Problem to work on = Copy out the whole forum thread on pitching a single yeast vial versus a stepped starter, word for word.

Supplied passage =

☆ ☆ ☆ ☆ ☆ ☆ ☆

# Pitch Rates - Stepped V's Vial only Pitch



## Yob (22/4/15)

http://brulosophy.com/2015/04/20/yeast-pitch-rate-single-vial-vs-yeast-starter-exbeeriment-results/

Was posted in Melbourne Brewers FB page, I thought it an interesting read... wont be changing my process as Im usually stepping up from frozen vials but interesting anecdotally anyway.


----------



## kaiserben (22/4/15)

This puts my mind at ease regarding my laziness. 

Although I am keen to start harvesting yeast. 

I suppose getting cell counts right and creating starters is more important when brewing large (commercial) volumes - and that when brewing 23L batches it's all pretty much near enough is good enough.


----------



## TheWiggman (22/4/15)

Interesting read. I'm betting an identical test using a lager yeast would yield substantially different results.


----------



## Midnight Brew (23/4/15)

That was an interesting read Yob. This week and last week I conducted a similar experiment (two different strains) but same principle.

I had 2x cubes of beer that I blended to create something different. The first cube got a starter and had activity within 12 hours (or when I checked it) and by day 3 the beer was 1.043 down to 1.012. One additional day at an increased temperature and she was done at 1.010.

The second cube got a vial pitched straight from the fridge that had been frozen and thawed out. the vial was large enough to have the required amount of yeast to be pitched, however no starter. 4 days into the ferment (the 84ish hour mark) it formed krausen.

Both beers are now finished and I expect very different results as I used different yeasts but my aim was to see what would happen when correct amount was pitched from a thawed vial vs when it has a starter.

☆ ☆ ☆ ☆ ☆ ☆ ☆

(Collected data)
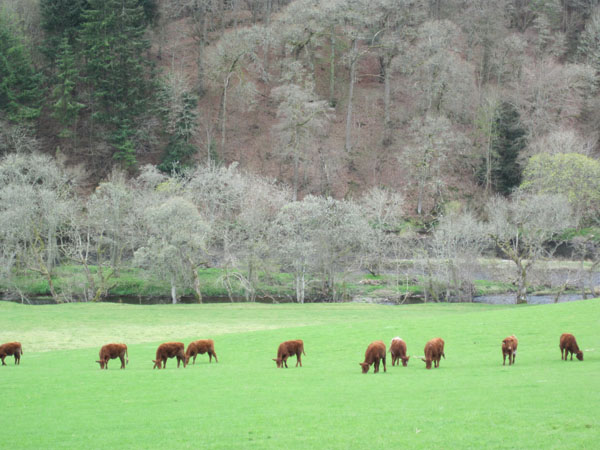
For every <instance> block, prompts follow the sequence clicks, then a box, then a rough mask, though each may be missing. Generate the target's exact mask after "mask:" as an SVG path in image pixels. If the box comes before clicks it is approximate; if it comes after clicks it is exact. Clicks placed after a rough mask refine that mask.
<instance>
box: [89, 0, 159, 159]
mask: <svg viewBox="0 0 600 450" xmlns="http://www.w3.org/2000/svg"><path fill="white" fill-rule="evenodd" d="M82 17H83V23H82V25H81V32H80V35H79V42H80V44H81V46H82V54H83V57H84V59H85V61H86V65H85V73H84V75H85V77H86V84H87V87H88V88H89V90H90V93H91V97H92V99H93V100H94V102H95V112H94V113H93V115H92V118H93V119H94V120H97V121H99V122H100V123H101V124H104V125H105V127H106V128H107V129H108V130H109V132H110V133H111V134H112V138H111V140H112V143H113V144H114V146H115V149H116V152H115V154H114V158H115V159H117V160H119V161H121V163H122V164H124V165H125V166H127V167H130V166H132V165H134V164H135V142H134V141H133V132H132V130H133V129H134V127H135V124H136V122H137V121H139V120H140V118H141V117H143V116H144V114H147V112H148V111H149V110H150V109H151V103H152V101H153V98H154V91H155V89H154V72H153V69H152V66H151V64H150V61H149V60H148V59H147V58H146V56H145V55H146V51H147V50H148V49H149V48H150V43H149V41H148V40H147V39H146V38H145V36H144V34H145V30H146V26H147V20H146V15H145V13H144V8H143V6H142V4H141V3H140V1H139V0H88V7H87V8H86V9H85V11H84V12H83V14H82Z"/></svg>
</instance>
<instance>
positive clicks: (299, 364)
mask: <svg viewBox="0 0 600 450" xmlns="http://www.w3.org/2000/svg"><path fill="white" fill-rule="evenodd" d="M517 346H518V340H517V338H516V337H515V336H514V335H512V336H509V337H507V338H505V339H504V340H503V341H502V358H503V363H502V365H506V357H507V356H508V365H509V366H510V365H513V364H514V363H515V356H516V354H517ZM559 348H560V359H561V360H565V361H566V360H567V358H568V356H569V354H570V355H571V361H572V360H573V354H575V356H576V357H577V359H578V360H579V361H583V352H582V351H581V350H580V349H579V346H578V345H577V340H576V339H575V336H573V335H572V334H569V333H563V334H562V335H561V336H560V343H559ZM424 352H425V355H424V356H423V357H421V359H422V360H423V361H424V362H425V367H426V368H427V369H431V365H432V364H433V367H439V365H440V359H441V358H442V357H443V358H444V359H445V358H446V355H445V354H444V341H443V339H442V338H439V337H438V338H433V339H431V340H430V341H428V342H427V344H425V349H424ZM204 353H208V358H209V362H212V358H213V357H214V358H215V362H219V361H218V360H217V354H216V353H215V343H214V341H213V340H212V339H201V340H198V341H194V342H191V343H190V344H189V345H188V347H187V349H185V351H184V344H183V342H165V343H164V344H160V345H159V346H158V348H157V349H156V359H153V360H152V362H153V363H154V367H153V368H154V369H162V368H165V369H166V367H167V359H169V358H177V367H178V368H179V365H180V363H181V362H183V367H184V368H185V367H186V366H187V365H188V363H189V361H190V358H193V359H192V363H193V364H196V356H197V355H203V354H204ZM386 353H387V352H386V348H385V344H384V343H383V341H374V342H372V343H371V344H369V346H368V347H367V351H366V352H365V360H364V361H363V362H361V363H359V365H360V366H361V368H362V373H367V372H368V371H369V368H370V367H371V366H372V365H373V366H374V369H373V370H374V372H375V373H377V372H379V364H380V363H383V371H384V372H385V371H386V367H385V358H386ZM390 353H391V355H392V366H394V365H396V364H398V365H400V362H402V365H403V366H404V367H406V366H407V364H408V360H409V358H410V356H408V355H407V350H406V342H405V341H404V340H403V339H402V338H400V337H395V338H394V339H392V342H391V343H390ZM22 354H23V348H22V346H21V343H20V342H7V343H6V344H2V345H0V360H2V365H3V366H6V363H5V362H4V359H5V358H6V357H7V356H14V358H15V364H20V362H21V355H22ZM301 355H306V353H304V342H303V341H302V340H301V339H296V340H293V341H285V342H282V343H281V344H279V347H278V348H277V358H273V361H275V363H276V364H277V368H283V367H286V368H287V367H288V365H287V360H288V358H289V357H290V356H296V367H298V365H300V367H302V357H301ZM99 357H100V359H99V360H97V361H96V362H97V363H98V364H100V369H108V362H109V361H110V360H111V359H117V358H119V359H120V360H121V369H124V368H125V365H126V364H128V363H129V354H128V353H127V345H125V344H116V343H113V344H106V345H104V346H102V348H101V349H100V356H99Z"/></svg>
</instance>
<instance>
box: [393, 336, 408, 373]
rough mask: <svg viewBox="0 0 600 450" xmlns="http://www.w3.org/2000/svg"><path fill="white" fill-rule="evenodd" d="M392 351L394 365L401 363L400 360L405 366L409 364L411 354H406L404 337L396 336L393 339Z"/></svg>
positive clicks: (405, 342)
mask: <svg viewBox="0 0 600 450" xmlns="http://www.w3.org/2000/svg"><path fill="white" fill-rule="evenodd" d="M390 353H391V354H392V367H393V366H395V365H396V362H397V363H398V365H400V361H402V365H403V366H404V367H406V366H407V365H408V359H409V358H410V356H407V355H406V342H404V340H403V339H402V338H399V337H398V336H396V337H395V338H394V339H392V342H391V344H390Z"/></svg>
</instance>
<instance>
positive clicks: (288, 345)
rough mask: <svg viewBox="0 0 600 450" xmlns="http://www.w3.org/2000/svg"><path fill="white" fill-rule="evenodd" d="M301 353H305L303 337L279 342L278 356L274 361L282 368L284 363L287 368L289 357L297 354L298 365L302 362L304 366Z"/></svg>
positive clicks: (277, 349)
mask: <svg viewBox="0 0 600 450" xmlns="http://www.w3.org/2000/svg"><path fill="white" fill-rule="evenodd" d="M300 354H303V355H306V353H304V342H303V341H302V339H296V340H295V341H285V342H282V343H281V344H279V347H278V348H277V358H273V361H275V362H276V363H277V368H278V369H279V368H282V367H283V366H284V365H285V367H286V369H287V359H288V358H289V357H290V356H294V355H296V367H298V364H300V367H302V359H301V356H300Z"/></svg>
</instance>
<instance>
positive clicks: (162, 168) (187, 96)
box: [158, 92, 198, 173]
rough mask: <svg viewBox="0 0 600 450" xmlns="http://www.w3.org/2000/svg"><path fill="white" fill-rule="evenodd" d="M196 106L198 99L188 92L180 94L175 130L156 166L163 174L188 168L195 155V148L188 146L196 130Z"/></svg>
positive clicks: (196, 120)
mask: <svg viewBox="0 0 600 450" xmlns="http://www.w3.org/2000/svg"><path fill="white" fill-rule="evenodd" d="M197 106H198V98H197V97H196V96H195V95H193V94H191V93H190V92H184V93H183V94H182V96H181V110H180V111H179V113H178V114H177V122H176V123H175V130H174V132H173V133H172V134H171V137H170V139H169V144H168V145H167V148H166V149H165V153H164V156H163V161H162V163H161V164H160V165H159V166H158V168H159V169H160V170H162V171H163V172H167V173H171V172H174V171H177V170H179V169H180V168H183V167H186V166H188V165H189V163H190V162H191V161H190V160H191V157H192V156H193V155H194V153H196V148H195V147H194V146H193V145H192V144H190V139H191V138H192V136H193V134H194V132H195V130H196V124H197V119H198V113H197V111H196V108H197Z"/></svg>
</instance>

☆ ☆ ☆ ☆ ☆ ☆ ☆

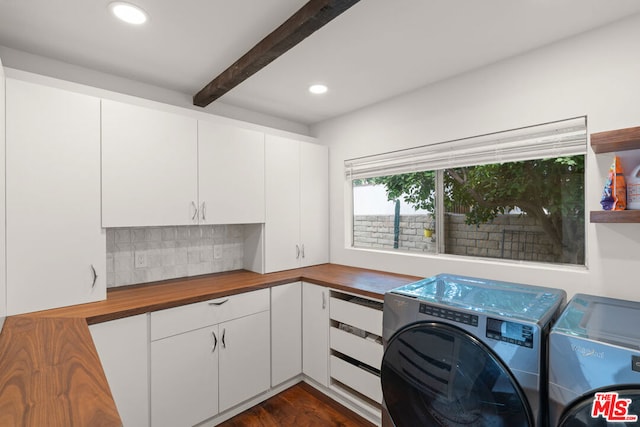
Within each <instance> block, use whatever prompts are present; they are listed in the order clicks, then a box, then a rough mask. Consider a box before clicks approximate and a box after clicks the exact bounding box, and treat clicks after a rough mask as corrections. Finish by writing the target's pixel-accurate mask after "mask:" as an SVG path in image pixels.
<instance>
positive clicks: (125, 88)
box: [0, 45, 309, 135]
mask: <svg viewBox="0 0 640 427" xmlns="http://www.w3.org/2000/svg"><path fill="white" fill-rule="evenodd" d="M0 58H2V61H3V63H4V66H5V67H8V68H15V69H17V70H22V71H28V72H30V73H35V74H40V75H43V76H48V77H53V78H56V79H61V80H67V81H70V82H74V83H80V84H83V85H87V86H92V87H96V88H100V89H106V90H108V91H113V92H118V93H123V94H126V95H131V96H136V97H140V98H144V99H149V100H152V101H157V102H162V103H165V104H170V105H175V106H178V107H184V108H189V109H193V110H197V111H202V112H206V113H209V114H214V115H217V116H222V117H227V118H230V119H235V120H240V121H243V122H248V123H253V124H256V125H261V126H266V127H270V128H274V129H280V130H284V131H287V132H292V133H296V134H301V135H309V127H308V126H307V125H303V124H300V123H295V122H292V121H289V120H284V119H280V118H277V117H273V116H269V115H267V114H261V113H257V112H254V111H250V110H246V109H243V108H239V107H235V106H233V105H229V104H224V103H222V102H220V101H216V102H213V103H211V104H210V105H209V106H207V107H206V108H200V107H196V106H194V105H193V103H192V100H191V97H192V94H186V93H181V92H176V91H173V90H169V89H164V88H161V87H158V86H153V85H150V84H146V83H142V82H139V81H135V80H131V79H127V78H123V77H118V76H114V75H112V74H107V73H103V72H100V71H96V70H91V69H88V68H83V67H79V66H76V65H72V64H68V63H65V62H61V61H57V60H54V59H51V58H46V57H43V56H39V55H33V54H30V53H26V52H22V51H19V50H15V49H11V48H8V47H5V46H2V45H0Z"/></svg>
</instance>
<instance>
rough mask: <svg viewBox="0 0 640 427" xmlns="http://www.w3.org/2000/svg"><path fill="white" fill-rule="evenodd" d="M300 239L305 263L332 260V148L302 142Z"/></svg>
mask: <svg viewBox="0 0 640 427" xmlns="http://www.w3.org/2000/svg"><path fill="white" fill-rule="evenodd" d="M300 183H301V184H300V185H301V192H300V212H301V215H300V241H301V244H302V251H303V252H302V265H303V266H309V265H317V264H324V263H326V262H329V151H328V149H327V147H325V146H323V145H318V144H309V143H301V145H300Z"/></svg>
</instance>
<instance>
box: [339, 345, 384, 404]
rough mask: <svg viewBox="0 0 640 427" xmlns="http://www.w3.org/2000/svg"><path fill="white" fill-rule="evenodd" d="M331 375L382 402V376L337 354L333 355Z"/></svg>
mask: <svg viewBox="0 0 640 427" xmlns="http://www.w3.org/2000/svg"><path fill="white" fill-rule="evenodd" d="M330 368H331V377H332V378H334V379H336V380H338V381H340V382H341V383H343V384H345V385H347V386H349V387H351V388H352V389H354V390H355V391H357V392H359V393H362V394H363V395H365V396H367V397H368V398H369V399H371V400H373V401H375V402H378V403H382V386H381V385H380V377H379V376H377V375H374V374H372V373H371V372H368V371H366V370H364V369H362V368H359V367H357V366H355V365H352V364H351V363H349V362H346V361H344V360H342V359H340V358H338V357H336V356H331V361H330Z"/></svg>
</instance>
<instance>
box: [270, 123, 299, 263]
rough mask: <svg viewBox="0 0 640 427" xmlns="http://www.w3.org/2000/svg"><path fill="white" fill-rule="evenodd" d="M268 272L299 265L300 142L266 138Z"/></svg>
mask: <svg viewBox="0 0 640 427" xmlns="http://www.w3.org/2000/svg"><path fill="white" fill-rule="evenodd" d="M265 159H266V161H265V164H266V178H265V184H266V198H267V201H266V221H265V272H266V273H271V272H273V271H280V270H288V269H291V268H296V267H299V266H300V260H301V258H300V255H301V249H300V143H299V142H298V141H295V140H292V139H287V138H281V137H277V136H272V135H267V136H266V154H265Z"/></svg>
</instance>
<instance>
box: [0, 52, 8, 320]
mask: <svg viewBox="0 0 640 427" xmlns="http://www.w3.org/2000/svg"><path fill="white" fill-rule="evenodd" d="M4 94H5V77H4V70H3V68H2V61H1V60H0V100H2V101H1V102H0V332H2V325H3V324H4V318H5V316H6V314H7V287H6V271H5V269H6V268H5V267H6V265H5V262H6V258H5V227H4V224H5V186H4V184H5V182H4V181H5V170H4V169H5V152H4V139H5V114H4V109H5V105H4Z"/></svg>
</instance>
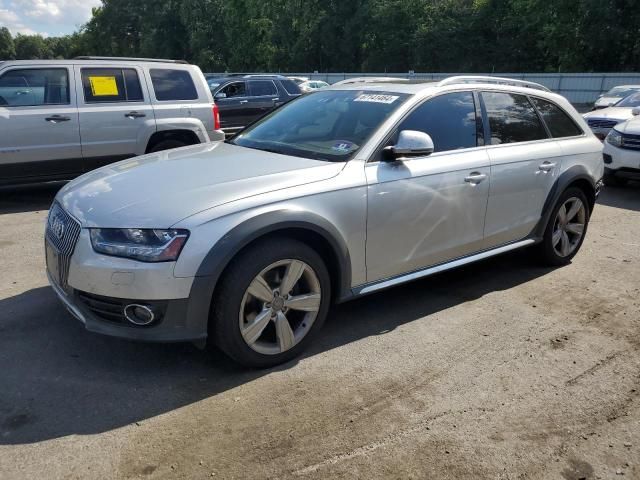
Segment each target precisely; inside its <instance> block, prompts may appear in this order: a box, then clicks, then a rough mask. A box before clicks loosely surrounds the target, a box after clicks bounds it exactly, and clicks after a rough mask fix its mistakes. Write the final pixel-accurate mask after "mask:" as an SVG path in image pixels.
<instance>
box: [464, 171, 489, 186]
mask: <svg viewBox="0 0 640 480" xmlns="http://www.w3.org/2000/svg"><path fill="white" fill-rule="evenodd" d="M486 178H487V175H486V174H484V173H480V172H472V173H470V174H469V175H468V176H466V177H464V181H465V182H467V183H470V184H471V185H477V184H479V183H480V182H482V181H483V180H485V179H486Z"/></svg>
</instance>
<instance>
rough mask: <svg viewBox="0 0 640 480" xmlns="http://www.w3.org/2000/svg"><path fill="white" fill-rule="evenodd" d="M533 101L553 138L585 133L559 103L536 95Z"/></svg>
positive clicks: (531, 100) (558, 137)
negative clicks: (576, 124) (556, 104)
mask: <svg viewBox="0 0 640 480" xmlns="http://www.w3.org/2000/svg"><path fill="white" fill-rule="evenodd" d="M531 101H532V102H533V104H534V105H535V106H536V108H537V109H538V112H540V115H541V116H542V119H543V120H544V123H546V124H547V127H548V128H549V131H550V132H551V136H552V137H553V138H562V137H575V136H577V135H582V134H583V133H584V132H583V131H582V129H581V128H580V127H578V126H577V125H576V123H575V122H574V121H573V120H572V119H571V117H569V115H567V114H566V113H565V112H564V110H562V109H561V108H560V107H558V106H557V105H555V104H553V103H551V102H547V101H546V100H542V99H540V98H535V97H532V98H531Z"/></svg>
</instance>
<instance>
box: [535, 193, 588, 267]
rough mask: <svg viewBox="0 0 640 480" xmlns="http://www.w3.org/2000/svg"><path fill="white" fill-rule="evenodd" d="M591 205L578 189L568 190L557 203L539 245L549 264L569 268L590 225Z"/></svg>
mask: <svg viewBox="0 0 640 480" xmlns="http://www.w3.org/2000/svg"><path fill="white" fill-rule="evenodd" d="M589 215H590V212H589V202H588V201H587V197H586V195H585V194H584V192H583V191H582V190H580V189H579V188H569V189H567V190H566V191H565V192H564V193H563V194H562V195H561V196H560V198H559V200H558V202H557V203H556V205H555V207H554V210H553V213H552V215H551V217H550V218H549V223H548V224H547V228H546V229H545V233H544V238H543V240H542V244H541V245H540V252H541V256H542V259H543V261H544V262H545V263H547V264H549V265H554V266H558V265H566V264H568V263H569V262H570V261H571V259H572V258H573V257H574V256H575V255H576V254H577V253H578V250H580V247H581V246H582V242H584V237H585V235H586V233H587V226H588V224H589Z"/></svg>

☆ ☆ ☆ ☆ ☆ ☆ ☆

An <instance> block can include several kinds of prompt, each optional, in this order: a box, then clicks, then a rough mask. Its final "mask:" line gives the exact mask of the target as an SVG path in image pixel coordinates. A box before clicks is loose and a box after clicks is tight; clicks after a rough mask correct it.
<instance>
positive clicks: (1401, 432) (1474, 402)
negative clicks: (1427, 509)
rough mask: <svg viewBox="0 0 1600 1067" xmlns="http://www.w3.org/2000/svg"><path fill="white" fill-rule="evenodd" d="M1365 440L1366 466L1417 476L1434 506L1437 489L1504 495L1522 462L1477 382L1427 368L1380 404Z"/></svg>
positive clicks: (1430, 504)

☆ ☆ ☆ ☆ ☆ ☆ ☆

Solved exercise =
# Pitch Rates - Stepped V's Vial only Pitch



## Yob (22/4/15)

http://brulosophy.com/2015/04/20/yeast-pitch-rate-single-vial-vs-yeast-starter-exbeeriment-results/

Was posted in Melbourne Brewers FB page, I thought it an interesting read... wont be changing my process as Im usually stepping up from frozen vials but interesting anecdotally anyway.


----------



## kaiserben (22/4/15)

This puts my mind at ease regarding my laziness. 

Although I am keen to start harvesting yeast. 

I suppose getting cell counts right and creating starters is more important when brewing large (commercial) volumes - and that when brewing 23L batches it's all pretty much near enough is good enough.


----------



## TheWiggman (22/4/15)

Interesting read. I'm betting an identical test using a lager yeast would yield substantially different results.


----------



## Midnight Brew (23/4/15)

That was an interesting read Yob. This week and last week I conducted a similar experiment (two different strains) but same principle.

I had 2x cubes of beer that I blended to create something different. The first cube got a starter and had activity within 12 hours (or when I checked it) and by day 3 the beer was 1.043 down to 1.012. One additional day at an increased temperature and she was done at 1.010.

The second cube got a vial pitched straight from the fridge that had been frozen and thawed out. the vial was large enough to have the required amount of yeast to be pitched, however no starter. 4 days into the ferment (the 84ish hour mark) it formed krausen.

Both beers are now finished and I expect very different results as I used different yeasts but my aim was to see what would happen when correct amount was pitched from a thawed vial vs when it has a starter.